===== Record extracts
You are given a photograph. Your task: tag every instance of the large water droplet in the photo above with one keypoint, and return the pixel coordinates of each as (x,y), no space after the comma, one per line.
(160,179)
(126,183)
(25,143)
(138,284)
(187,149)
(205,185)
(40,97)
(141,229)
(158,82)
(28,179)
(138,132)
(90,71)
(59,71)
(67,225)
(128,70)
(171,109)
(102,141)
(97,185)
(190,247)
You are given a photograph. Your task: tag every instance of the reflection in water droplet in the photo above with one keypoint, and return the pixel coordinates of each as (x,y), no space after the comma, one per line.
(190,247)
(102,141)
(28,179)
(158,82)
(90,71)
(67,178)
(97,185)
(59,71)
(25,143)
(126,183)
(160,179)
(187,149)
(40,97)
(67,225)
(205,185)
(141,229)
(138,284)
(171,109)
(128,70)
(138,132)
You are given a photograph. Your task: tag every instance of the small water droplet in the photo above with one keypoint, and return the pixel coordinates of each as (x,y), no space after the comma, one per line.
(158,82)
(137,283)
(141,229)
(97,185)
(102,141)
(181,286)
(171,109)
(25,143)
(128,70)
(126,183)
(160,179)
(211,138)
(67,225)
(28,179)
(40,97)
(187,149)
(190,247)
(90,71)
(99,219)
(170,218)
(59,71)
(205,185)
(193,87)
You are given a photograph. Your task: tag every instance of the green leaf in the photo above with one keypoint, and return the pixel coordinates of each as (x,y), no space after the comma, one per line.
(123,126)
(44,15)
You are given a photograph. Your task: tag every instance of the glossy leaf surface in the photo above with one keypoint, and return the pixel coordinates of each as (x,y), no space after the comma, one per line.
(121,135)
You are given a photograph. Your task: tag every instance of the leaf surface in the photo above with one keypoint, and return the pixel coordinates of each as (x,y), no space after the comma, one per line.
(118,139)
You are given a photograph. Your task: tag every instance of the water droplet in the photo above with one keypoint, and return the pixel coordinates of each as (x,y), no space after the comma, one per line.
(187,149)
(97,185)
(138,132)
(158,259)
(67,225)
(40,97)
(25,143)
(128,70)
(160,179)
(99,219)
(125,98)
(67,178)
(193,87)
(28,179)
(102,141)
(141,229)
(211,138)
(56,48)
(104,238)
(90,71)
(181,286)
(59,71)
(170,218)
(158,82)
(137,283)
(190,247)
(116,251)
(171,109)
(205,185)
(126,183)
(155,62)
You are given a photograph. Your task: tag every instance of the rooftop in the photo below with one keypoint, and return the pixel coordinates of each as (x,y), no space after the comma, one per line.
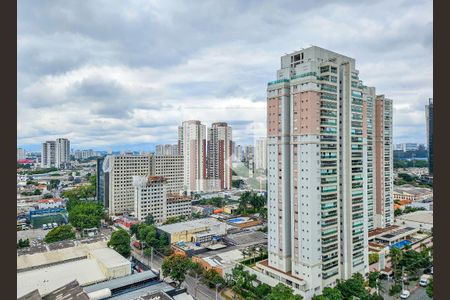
==========
■ Given instruction ■
Gather each line in the entries above that contains the word "droplet" and copy it out in full. Only matches with the same capitalization count.

■ The output ■
You are given a photograph. Your task: tag every instance of the large water droplet in the photo above with one keypoint, and return the pixel coordinates of each as (x,y), no space after the comma, one per line.
You are given a photograph. Your task: tag every instance of the reflection in water droplet in the photo above with one keypoint, and return the pixel coordinates of each as (x,y), no space after the comma, one per line.
You are given a photograph. Your task: tag every instance of the small water droplet in the photo above with one keypoint, and return the pixel coordinates of each as (x,y), no space after the comma, one per line.
You are given a photograph. Your task: tag every instance of the water droplet in the photo above with one keypoint, and return the pixel coordinates of each as (x,y), no space after the comma, one per line.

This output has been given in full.